Sample config.yaml: The following is a sample config.yaml file that uses one Spark history server to monitor data. Once you have configured the history server across your various nodes, they can be added to the servers tab. The metrics shown in the file are customizable. You can choose to remove metrics or en entire section (jobs, stages etc) and they won't be reported. You can also add properties to individual metrics. The following properties can be added:
  1. alias: The actual name of the metric as you would see it in the metric browser
  2. multiplier: Used to transform the metric value, particularly for cases where memory is reported in bytes. 1.0 by default.
  3. delta: Used to display a 'delta' or a difference between metrics that have an increasing value every minute. False by default.
  4. cluster: The cluster-rollup qualifier specifies how the Controller aggregates metric values in a tier (a cluster of nodes). The value is an enumerated type. Valid values are INDIVIDUAL (default) or COLLECTIVE.
  5. aggregation: The aggregator qualifier specifies how the Machine Agent aggregates the values reported during a one-minute period. Valid values are AVERAGE (default) or SUM or OBSERVATION.
  6. time: The time-rollup qualifier specifies how the Controller rolls up the values when it converts from one-minute granularity tables to 10-minute granularity and 60-minute granularity tables over time. Valid values are AVERAGE (default) or SUM or CURRENT.

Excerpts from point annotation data
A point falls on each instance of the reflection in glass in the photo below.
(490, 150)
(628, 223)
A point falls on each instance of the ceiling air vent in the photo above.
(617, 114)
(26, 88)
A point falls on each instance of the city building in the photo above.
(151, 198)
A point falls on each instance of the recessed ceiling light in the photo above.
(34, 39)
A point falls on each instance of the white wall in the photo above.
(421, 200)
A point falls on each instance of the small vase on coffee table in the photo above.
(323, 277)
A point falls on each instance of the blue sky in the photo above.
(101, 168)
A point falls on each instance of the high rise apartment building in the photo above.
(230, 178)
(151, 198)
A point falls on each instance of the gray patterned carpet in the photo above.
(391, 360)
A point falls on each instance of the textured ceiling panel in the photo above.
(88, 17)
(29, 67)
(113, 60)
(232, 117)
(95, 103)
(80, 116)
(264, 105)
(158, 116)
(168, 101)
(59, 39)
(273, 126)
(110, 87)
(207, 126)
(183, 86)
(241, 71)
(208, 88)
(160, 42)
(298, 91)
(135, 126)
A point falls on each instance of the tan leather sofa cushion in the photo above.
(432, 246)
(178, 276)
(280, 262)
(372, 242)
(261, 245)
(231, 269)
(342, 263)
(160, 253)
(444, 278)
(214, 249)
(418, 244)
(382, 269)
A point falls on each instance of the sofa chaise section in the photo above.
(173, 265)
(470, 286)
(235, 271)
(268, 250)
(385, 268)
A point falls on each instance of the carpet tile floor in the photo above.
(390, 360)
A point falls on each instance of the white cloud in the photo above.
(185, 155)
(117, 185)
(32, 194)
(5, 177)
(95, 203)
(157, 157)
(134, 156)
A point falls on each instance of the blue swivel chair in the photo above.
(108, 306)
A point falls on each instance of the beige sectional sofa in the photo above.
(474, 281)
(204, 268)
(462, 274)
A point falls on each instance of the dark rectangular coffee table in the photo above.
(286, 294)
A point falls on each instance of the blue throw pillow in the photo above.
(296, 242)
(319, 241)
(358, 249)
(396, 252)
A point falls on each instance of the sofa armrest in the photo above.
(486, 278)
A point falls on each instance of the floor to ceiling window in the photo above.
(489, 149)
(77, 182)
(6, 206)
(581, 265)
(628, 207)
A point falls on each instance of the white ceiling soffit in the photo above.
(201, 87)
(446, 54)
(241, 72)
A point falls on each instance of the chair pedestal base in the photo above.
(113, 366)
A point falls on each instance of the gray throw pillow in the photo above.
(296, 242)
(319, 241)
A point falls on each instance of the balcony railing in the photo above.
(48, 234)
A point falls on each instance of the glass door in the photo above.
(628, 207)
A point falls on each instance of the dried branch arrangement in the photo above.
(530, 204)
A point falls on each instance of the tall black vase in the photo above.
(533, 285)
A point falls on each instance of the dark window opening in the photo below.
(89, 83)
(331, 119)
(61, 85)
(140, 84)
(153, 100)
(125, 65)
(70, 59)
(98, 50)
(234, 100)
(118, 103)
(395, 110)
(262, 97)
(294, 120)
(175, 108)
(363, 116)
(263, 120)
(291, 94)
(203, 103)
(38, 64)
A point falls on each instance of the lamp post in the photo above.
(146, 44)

WRITTEN TASK 1:
Retype the config.yaml text above, starting at "5. aggregation: The" and ending at "SUM or CURRENT.".
WRITTEN TASK 2:
State how many lines in the rows above contain the string "pillow", giving only the number.

TASK SOLUTION 1:
5. aggregation: The aggregator qualifier specifies how the Machine Agent aggregates the values reported during a one-minute period. Valid values are AVERAGE (default) or SUM or OBSERVATION.
  6. time: The time-rollup qualifier specifies how the Controller rolls up the values when it converts from one-minute granularity tables to 10-minute granularity and 60-minute granularity tables over time. Valid values are AVERAGE (default) or SUM or CURRENT.

TASK SOLUTION 2:
2